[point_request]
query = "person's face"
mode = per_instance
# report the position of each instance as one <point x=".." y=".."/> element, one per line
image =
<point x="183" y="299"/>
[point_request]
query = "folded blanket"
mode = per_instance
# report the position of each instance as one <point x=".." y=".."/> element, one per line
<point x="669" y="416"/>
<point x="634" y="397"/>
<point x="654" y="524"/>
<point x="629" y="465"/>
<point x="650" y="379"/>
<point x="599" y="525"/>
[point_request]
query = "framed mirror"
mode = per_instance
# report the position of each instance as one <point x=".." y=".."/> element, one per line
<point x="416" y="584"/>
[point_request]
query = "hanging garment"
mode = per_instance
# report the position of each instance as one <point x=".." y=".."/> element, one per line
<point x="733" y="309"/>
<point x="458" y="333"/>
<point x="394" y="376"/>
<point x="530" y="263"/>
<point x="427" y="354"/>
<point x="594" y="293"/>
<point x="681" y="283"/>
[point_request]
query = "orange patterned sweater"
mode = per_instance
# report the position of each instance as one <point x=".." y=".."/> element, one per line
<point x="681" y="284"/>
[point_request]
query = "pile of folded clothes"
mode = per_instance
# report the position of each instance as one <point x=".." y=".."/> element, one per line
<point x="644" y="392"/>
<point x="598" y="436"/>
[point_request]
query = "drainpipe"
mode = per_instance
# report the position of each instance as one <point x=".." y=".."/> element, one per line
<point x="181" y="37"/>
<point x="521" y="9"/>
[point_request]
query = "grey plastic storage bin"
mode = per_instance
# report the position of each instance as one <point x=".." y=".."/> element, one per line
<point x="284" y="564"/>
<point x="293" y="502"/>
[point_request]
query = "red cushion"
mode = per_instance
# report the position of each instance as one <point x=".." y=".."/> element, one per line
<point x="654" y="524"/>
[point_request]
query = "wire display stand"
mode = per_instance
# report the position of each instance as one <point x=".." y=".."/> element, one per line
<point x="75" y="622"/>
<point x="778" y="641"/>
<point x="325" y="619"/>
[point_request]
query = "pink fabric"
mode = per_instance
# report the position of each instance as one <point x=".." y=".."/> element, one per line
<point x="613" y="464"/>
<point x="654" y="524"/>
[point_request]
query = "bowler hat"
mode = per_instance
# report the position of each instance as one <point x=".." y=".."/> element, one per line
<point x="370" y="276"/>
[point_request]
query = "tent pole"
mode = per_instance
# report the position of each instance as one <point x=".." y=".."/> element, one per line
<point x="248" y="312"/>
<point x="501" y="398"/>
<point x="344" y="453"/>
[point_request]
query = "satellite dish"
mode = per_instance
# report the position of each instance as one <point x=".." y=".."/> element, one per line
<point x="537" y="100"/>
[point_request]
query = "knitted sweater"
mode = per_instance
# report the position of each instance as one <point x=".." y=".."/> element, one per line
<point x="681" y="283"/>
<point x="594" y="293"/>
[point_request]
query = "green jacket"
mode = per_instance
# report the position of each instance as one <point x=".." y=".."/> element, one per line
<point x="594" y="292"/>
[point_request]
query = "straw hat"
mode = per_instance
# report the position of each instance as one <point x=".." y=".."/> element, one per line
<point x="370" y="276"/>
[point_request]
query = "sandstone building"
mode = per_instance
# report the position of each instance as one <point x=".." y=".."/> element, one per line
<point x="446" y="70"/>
==========
WRITTEN EXERCISE: Return, in full and in their original order, all lines above that contain the word "sweater".

THE ANSWER:
query = "orange patterned sweater"
query = "knitted sweater"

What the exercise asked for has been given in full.